Exercise goal:
Answer these questions from the article on South Africa's new HIV and TB plan.
(a) In which town was the plan presented?
(b) How much money is estimated to be needed to implement the plan over the next five years?
(c) What does the Treatment Action Campaign call for the plan to include?
##### Given passage
Johannesburg, South Africa
South African government has chosen World AIDS Day 2011 to launch its new national strategic plan that, for the first time, will guide not only the national fight against HIV but also tuberculosis (TB) until 2016. The document contains several major policy changes, including the immediate provision of lifelong antiretroviral (ARV) drugs to all HIV-positive mothers and TB patients, as well as a focus on positive prevention.
The new National Strategic Plan (NSP) for HIV and AIDS, sexually transmitted infections (STIs) and TB 2012-2016, presented in the seaside town of Port Elizabeth, is the product of months of national consultations after a first draft was released in October 2011. [ NSP summary:http://www.scribd.com/doc/74353109 Summary ]
The plan marks several firsts for South Africa: It specifically includes TB, the leading cause of natural death, and is the only HIV plan to have been at least partially costed prior to being introduced. An estimated US$16 billion will be needed to implement the plan in the next five years, to be sourced publicly and privately.
South Africa's largest HIV lobby group, the Treatment Action Campaign, has welcomed the new plan, but raises concerns that it has not yet been fully costed, particularly in areas with difficult-to-discern price tags, such as human rights.
In a statement the group also calls for the plan to include the decriminalization of sex work - a promise made by government in the previous national strategic plan, which expired in 2011.
##########
##### Data block
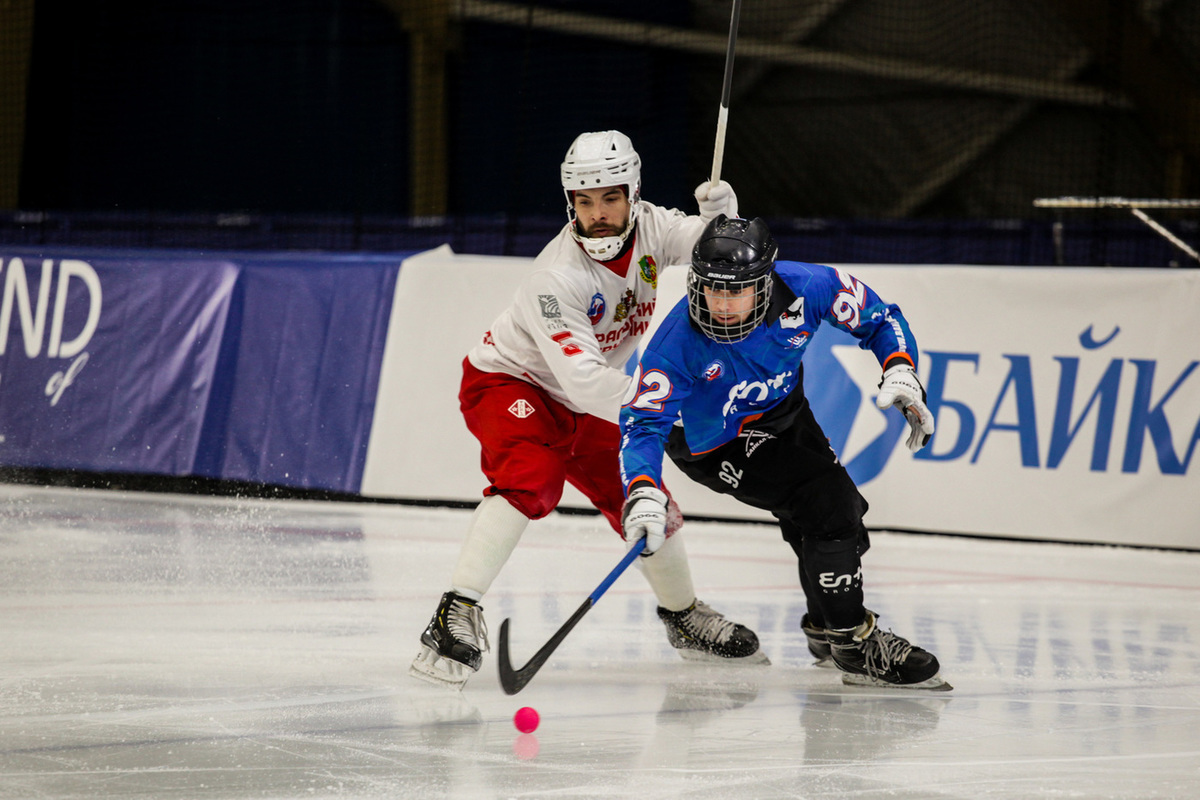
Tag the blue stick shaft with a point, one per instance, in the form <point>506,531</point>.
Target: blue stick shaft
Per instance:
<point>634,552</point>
##########
Solution below:
(a) Port Elizabeth
(b) An estimated US$16 billion
(c) The decriminalization of sex work